=== DOCUMENT PASSAGE ===
+ + + + + + +

Thinking Machines Lab Unveils Research Into AI Model Consistency

Thinking Machines Lab, founded by former OpenAI CTO Mira Murati, released its inaugural research blog post on September 10, marking the startup’s public debut after securing a record‐breaking $2 billion seed funding round earlier this year. The post, authored by scientist Horace He and published on the company’s Connectionism blog, tackles a critical issue in large language model (LLM) inference: nondeterministic outputs when identical prompts are issued (Connectionism Blog).

The research addresses how inconsistency in AI responses undermines enterprise reliability and reproducibility. By focusing on the underlying computational processes rather than surface‐level randomness, Thinking Machines Lab positions itself at the forefront of efforts to improve AI model trustworthiness and efficiency.

Identifying the Root of AI Inconsistency

He’s study, “Defeating Nondeterminism in LLM Inference,” challenges the prevailing assumption that concurrent GPU threading causes response variability. Instead, he demonstrates that the ordering of floating‐point operations across different batch sizes leads to divergent yet mathematically valid outputs. Using Qwen’s 235 billion‐parameter model, He generated 1,000 completions to the same prompt and found 80 unique responses, with divergence emerging at the 103rd token.

+ + + + + + +

=== MATERIAL SUPPLIED ===
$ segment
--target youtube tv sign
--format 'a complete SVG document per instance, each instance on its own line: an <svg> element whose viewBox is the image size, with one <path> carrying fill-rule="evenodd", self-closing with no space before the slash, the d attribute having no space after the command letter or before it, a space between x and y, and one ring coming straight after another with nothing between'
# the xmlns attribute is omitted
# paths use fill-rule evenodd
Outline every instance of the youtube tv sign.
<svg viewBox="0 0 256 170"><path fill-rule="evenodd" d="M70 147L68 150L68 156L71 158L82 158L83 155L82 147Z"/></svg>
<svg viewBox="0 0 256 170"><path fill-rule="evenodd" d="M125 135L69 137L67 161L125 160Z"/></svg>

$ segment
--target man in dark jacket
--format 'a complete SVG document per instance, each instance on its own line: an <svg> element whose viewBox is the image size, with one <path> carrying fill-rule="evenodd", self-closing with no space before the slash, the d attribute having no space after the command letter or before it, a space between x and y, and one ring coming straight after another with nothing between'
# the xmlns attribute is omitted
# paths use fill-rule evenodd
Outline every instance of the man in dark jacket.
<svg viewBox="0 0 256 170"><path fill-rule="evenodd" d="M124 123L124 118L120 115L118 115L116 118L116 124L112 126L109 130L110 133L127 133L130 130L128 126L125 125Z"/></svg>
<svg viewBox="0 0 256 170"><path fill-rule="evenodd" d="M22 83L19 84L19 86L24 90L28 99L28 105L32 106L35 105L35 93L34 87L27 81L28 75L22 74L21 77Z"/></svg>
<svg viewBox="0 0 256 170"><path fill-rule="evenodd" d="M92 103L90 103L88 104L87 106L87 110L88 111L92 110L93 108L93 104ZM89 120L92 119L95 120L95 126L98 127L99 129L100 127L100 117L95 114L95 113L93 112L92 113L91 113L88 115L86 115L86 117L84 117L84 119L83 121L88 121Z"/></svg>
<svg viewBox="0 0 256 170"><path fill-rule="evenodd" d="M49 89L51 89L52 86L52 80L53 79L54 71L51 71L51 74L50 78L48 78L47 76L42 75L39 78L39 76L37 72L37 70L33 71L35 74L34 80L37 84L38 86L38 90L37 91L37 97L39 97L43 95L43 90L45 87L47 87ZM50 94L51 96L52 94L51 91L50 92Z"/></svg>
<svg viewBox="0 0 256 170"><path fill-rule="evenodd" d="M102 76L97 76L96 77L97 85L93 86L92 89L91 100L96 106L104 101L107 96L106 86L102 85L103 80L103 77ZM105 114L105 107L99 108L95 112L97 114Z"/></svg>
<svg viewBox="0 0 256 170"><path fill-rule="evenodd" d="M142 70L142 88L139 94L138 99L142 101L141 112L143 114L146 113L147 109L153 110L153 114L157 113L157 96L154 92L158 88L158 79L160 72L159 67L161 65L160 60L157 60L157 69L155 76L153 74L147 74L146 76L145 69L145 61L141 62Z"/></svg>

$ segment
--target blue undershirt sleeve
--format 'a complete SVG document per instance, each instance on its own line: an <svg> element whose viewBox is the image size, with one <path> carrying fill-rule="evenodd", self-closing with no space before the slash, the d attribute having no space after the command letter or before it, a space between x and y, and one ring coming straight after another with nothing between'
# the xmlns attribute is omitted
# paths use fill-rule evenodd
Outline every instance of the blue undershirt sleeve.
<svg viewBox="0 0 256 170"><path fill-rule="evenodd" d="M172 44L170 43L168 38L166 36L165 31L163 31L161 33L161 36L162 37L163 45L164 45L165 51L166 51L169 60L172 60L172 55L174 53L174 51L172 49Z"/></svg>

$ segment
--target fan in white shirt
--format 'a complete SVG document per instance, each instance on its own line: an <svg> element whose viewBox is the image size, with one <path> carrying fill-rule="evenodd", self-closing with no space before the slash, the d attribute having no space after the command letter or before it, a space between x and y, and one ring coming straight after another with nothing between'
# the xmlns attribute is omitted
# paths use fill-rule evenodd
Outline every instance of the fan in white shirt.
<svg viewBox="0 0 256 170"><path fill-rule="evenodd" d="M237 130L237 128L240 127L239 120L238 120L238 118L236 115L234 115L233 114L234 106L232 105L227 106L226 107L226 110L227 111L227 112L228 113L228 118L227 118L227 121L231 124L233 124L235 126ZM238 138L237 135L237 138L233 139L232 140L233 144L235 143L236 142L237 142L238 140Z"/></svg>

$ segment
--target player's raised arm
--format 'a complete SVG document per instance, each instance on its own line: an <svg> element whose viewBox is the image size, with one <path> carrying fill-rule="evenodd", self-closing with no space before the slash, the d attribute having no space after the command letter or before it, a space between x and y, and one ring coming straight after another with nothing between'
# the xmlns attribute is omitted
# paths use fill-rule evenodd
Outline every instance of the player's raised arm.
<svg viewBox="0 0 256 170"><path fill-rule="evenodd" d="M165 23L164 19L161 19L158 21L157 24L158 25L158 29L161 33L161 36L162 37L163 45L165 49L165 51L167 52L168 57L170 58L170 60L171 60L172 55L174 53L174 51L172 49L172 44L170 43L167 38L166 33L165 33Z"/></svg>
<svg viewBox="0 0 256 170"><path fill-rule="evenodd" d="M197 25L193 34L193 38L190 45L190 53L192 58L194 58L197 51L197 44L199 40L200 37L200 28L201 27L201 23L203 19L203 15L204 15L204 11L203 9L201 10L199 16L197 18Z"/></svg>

+ + + + + + +

=== THE PROBLEM ===
Please reproduce the stretch of the article on AI model consistency from "Thinking Machines Lab Unveils" through "issued (Connectionism Blog)." word for word.

=== EXERCISE OUTPUT ===
Thinking Machines Lab Unveils Research Into AI Model Consistency

Thinking Machines Lab, founded by former OpenAI CTO Mira Murati, released its inaugural research blog post on September 10, marking the startup’s public debut after securing a record‐breaking $2 billion seed funding round earlier this year. The post, authored by scientist Horace He and published on the company’s Connectionism blog, tackles a critical issue in large language model (LLM) inference: nondeterministic outputs when identical prompts are issued (Connectionism Blog).